Passage:

A new year brings resolutions. Time to be smarter, stronger, healthier. Clear your body of toxins, get strong in your core. Yoga may seem no different when a class comes up titled: “ABC of Abdominal Integration, Alignment and Support”, held Saturday, Feb. 16, in Los Angeles.

But this is at the Iyengar Yoga Institute, where the body is the laboratory for exploration; it’s the background, not the endpoint, of the investigation. And this is Los Angeles teacher Lisa Walford, whose home page on her Web site is pure philosophical pondering, and who holds Iyengar certification at the senior intermediate 1 level.

Take time to unlearn

This “ab” workshop started in an astonishing fashion, with supported poses on the floor.

Lisa gave a heart-touching chant of Yoga Sutra 3.1: “Desa bandhah cittasya dharana”. She invited us to engage in dharana, to fix our concentration on the nabi chakra, that we might come to know Sutra 3.30. This sutra advises that in becoming absorbed in concentration on the chakra at the navel, we might come “to know the disposition of the human body”. (Translation, B.K.S. Iyengar.)

She asked us to engage in a foundational yogic practice. She asked us to pay attention, to direct our awareness and breath around the dimensions of the abdomen.

“To experience something potentially radically different take some unlearning,” she explained later in an e-mail.

“To sequence an entire class with the quiet inward turning asanas in the beginning to invite a new awareness and progress from there is new,” she wrote.

Using the brain between ears, we explored what has been called the “second brain”, the intestinal tract, which has the same capacity to generate neurotransmitters as the brain above our shoulders.

Listed entries:
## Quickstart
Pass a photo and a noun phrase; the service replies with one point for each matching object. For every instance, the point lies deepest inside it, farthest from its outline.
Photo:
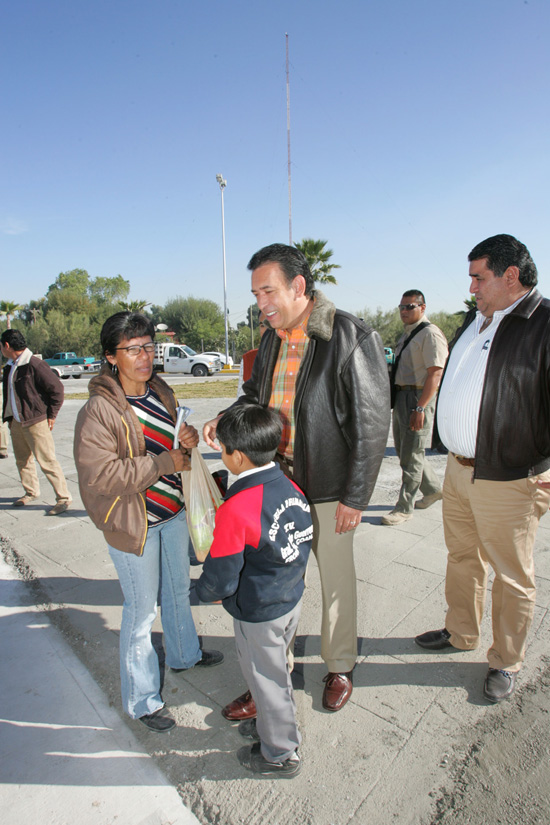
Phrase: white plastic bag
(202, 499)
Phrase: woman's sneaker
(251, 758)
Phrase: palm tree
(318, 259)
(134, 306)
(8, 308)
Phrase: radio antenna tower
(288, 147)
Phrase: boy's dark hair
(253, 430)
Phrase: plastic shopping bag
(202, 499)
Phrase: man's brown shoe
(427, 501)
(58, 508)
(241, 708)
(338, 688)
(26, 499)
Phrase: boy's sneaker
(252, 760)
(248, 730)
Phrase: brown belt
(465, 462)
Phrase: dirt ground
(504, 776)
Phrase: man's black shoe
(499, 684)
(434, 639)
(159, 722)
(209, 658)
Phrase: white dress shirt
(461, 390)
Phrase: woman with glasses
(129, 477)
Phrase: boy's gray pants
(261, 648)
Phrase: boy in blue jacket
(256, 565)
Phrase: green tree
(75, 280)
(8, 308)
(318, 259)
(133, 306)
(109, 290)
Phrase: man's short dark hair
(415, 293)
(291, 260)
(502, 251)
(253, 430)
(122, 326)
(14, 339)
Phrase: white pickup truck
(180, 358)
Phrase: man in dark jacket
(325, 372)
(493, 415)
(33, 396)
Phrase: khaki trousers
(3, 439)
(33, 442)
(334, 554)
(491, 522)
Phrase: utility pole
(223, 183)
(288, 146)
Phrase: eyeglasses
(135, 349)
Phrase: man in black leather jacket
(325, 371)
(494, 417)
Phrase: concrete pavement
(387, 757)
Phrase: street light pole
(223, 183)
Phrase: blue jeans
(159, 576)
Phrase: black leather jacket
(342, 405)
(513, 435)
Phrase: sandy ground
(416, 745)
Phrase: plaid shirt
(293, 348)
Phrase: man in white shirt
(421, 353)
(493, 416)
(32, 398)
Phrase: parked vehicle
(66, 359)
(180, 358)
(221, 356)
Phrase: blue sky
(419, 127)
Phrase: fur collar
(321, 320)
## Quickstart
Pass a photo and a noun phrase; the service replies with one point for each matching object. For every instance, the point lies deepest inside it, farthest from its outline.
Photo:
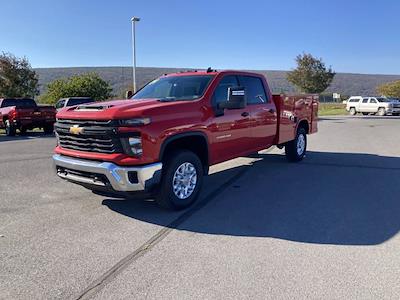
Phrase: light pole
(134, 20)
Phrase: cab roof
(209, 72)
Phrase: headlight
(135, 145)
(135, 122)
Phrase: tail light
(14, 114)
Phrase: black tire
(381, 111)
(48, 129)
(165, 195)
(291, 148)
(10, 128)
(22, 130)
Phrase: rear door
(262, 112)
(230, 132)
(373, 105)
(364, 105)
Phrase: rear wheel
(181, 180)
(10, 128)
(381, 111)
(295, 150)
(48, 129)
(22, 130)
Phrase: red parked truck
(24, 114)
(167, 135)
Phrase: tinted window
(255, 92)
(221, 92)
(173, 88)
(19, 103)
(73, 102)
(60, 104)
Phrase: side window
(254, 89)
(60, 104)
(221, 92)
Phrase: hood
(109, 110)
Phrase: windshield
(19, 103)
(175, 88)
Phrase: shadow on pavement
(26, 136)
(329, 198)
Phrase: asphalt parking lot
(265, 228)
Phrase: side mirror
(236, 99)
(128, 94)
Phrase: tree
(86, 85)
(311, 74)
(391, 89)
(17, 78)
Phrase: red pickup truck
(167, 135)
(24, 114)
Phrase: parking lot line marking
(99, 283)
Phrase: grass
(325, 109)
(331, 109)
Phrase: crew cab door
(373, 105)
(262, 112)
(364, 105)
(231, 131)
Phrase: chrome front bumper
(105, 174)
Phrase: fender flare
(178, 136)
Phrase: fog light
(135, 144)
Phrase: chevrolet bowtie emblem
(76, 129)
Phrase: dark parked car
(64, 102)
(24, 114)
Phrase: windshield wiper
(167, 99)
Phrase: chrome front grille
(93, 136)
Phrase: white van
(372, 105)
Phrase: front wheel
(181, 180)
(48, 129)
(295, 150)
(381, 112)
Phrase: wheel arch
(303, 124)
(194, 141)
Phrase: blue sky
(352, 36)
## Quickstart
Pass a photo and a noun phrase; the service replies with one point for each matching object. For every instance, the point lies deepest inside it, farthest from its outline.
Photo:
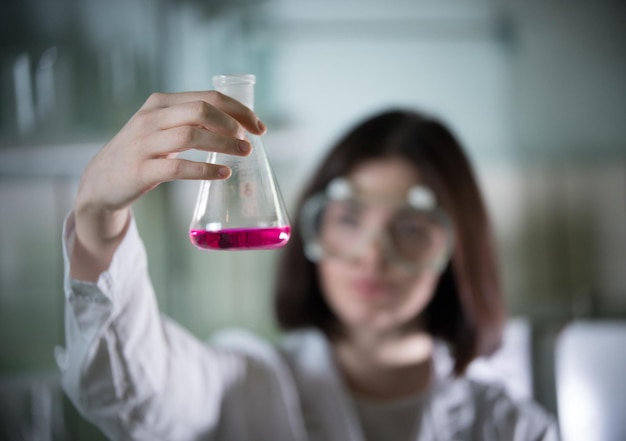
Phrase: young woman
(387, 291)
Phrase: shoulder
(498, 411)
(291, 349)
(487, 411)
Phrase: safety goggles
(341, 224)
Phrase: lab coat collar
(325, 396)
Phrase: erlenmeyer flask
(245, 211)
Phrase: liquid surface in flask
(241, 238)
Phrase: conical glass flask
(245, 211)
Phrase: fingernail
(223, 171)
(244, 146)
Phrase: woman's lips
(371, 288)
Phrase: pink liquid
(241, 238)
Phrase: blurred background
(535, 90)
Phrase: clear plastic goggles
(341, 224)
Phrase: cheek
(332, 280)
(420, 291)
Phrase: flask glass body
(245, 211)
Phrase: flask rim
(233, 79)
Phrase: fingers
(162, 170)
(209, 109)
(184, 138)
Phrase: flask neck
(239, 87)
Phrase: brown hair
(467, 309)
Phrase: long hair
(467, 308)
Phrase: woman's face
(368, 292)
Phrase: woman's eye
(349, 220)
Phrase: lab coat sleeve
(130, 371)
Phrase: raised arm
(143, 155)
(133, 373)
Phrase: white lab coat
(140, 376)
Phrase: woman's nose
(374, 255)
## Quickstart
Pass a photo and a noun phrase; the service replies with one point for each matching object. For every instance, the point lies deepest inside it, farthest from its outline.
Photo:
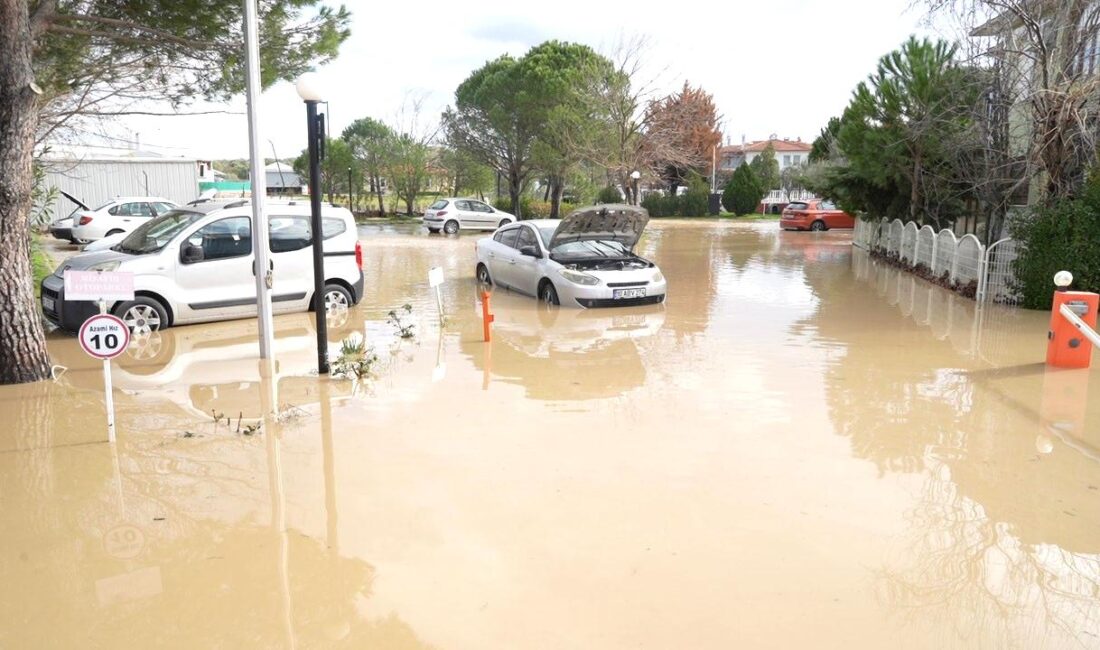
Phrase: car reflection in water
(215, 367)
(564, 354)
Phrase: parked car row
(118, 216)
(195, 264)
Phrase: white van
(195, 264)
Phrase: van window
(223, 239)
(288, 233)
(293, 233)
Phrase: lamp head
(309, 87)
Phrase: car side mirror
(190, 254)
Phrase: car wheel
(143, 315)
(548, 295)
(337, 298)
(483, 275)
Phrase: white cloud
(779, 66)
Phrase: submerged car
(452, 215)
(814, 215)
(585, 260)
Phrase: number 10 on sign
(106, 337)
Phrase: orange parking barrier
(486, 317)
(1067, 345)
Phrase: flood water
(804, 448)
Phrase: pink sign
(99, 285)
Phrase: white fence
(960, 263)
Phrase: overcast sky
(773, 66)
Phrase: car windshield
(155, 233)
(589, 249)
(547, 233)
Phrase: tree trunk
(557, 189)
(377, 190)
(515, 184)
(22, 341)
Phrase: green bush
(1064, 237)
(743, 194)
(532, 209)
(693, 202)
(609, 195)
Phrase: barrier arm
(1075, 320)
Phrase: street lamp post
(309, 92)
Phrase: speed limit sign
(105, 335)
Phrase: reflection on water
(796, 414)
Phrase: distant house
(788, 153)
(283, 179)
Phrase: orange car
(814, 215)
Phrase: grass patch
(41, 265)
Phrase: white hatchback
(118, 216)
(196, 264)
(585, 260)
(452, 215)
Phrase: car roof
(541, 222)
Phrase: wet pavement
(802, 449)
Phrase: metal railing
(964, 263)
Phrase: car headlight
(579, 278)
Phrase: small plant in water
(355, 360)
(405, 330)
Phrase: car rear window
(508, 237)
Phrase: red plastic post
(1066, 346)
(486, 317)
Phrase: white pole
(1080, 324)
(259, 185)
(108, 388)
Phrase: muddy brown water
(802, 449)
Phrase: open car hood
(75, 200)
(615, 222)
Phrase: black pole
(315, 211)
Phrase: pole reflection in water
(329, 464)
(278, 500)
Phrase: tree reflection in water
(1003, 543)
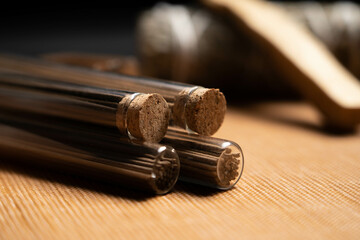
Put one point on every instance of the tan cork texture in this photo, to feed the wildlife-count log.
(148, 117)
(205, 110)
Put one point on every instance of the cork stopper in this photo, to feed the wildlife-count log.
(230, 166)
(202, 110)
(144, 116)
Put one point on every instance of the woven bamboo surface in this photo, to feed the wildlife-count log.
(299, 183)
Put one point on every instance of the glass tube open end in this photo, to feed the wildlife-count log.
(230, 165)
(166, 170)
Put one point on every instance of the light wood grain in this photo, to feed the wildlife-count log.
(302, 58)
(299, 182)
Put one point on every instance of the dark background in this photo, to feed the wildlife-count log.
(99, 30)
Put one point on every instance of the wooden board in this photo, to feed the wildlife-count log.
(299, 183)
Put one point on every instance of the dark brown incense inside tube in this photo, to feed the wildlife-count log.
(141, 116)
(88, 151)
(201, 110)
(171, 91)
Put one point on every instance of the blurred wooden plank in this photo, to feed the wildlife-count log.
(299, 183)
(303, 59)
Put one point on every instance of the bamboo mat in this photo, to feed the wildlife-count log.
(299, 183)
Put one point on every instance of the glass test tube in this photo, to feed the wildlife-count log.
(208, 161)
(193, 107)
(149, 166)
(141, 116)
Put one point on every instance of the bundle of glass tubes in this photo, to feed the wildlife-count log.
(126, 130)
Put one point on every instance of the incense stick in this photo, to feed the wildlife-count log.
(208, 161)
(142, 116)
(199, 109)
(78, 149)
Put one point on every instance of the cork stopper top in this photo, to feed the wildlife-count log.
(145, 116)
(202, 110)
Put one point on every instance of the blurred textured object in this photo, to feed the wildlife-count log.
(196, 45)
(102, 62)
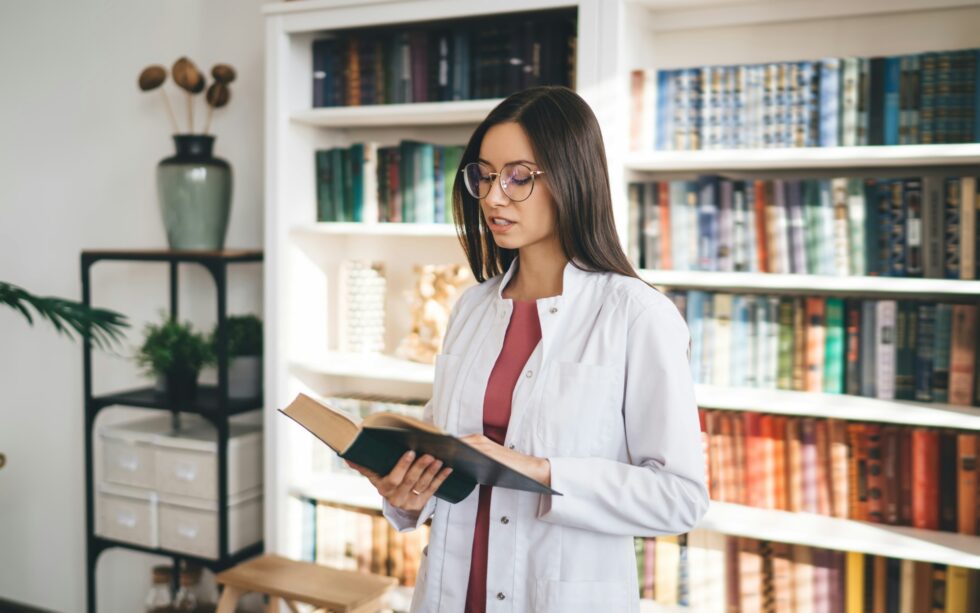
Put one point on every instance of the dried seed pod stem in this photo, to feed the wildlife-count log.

Required tasks:
(a) Copy the yoga workshop article starting at "Lisa gave a" and ending at "in an e-mail.", changing "chakra" to "energy center".
(b) In the yoga workshop article, what level of Iyengar certification does Lisa Walford hold?
The lines have nothing to do with what comes next.

Answers to each task:
(a)
Lisa gave a heart-touching chant of Yoga Sutra 3.1: “Desa bandhah cittasya dharana”. She invited us to engage in dharana, to fix our concentration on the nabi energy center, that we might come to know Sutra 3.30. This sutra advises that in becoming absorbed in concentration on the energy center at the navel, we might come “to know the disposition of the human body”. (Translation, B.K.S. Iyengar.)

She asked us to engage in a foundational yogic practice. She asked us to pay attention, to direct our awareness and breath around the dimensions of the abdomen.

“To experience something potentially radically different take some unlearning,” she explained later in an e-mail.

(b) Senior intermediate 1